DATA ▸
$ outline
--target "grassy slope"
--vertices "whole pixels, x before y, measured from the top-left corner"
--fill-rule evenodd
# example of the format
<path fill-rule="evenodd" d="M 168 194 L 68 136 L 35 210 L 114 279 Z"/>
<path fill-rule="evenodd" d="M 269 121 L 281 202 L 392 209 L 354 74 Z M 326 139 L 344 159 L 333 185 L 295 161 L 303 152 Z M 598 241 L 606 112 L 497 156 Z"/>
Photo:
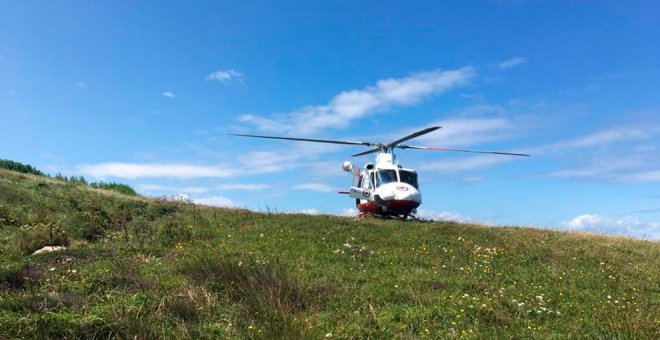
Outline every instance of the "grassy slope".
<path fill-rule="evenodd" d="M 27 255 L 49 243 L 69 249 Z M 259 214 L 0 170 L 0 338 L 660 338 L 659 258 L 625 238 Z"/>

EXERCISE PROMPT ▸ Exact copy, no pictures: return the entries word for word.

RESULT OF THE TASK ▸
$ outline
--target "grassy slope"
--vertices "whole pixels, x before y, measured from the top-left corner"
--fill-rule evenodd
# example of the format
<path fill-rule="evenodd" d="M 168 194 L 68 136 L 35 210 L 114 279 Z"/>
<path fill-rule="evenodd" d="M 269 121 L 281 202 L 392 209 L 354 74 Z M 326 139 L 344 159 L 333 185 L 295 161 L 303 152 Z M 598 241 L 606 112 L 497 156 Z"/>
Photo:
Outline every instance of the "grassy slope".
<path fill-rule="evenodd" d="M 27 255 L 49 243 L 69 249 Z M 259 214 L 0 170 L 0 338 L 660 338 L 659 258 L 625 238 Z"/>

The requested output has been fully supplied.